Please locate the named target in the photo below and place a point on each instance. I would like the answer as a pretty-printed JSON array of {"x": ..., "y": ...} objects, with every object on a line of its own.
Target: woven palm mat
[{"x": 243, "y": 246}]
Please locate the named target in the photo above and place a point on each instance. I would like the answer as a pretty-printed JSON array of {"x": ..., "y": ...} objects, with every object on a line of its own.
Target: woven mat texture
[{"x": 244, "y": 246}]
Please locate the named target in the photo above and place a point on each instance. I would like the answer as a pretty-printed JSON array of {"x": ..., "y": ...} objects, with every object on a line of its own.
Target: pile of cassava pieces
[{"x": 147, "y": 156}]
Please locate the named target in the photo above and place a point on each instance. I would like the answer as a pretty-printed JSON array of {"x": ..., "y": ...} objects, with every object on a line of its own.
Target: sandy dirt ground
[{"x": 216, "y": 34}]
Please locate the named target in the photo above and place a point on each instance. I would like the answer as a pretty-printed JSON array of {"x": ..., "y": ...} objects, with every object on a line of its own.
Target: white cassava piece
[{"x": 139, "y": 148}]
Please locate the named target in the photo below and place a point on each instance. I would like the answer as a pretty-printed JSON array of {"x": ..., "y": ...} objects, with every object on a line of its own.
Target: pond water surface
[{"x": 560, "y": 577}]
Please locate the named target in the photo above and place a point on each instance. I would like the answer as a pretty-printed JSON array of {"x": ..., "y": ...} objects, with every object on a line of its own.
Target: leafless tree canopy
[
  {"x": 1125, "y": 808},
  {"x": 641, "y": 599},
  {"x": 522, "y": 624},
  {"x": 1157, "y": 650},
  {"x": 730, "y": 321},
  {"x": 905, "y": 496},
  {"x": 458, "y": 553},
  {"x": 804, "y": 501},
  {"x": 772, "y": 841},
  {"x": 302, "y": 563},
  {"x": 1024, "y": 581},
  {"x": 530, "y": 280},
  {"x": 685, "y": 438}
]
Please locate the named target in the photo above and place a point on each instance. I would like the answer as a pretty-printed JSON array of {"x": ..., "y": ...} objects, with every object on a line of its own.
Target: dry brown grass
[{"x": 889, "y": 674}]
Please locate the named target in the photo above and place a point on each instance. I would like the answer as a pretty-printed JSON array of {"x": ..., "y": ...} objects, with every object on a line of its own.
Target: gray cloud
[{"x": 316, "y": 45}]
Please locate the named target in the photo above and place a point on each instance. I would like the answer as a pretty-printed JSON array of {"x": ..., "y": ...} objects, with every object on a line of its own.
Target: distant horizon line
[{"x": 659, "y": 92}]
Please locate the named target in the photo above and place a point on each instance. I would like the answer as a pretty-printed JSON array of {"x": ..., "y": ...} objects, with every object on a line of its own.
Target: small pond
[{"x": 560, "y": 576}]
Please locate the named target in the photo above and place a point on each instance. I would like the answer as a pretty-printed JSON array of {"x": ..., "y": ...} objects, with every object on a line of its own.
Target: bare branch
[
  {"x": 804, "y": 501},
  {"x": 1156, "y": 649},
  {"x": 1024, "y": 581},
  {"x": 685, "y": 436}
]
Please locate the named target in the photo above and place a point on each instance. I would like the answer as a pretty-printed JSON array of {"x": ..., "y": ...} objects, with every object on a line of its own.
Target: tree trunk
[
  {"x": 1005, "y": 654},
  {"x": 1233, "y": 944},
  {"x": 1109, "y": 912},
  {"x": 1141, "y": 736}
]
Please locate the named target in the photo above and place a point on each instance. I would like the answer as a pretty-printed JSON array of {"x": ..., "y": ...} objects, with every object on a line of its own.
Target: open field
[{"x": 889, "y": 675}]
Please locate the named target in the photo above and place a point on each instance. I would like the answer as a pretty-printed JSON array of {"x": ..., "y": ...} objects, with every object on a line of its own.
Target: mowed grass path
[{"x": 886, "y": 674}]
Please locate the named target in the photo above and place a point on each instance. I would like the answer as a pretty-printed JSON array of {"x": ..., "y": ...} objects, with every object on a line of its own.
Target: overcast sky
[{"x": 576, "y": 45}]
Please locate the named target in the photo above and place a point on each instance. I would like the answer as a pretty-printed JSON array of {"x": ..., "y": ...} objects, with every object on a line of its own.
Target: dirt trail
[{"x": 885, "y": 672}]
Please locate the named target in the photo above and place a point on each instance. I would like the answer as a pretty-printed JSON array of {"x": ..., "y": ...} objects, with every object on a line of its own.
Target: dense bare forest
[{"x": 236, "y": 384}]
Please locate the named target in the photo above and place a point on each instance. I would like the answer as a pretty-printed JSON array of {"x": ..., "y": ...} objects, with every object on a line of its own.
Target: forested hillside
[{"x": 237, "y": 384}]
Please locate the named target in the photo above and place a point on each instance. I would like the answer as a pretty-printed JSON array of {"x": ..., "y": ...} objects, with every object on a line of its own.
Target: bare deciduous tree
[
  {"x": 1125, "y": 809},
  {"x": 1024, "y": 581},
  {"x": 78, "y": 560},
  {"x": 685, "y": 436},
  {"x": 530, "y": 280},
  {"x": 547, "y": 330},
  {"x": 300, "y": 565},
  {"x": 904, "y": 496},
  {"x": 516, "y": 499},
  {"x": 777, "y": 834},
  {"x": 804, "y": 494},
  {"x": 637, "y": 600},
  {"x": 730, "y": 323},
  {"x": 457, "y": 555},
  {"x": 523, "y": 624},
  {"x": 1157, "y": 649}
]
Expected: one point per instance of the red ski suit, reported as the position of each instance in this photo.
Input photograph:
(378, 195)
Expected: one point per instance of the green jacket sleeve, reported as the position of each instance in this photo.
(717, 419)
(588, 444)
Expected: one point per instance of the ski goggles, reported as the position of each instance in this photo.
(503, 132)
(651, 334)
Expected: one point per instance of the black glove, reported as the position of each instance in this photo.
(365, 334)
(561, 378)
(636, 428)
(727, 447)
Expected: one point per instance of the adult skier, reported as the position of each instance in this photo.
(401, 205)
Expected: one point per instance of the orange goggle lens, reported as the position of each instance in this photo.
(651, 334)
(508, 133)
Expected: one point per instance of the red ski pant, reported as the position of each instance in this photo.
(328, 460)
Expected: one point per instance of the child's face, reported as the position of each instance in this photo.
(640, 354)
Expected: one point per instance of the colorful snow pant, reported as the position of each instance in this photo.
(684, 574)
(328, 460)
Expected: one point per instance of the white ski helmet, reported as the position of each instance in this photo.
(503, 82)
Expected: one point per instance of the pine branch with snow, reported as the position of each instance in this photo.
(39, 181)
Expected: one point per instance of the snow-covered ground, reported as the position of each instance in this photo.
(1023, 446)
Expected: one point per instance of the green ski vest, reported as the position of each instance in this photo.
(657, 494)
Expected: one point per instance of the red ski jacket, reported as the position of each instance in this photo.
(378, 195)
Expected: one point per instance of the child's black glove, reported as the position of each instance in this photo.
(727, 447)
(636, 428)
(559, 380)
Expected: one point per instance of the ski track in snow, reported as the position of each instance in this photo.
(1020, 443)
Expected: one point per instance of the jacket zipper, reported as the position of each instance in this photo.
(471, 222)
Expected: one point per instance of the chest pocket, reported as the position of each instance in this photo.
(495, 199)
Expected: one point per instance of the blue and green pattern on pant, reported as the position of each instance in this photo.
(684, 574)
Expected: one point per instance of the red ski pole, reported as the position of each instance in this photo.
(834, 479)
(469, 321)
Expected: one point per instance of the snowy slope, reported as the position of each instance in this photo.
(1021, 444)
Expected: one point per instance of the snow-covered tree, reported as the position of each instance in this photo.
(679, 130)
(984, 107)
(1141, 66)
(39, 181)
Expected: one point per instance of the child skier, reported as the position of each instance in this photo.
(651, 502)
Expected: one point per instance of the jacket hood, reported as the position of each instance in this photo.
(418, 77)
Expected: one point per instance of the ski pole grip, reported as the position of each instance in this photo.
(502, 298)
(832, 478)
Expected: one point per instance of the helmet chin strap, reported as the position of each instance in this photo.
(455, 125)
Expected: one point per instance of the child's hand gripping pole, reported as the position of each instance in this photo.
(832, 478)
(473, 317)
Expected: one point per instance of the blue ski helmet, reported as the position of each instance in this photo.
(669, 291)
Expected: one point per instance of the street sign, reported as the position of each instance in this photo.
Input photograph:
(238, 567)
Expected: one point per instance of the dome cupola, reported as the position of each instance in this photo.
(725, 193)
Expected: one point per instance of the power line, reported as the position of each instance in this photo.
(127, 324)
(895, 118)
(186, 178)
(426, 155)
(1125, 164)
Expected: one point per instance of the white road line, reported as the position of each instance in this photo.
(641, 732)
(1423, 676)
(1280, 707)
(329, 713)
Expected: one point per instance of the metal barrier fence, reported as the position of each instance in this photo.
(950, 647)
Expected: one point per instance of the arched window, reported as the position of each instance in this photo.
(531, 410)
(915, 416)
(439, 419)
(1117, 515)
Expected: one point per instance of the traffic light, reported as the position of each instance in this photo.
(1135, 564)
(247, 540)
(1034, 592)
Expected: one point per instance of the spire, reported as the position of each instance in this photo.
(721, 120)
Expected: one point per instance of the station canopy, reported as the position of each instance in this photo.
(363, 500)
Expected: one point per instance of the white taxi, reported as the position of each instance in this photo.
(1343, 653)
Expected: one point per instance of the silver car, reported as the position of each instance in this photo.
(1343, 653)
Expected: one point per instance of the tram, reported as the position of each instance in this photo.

**Exercise details:**
Extract exactly the lines between the line containing "Expected: one point per instance of the traffic" and the end of the data, including both.

**Final result:**
Expected: one point per instance of the traffic light, reported as the position of each instance in this photo.
(1135, 564)
(247, 540)
(1034, 592)
Expected: one point per instance of the spire, reported as the position of each instance in this photo.
(721, 120)
Expected: one point per instance of the station canopy, reported as the position of each instance in this photo.
(363, 500)
Expected: one point per instance of the white taxi, reported as the position of each instance in this photo.
(1343, 653)
Expected: one point per instance of the silver car, reported as the position of each instance in this photo.
(1343, 653)
Expected: one point per instance of the tram, reported as the position of each instance in this photo.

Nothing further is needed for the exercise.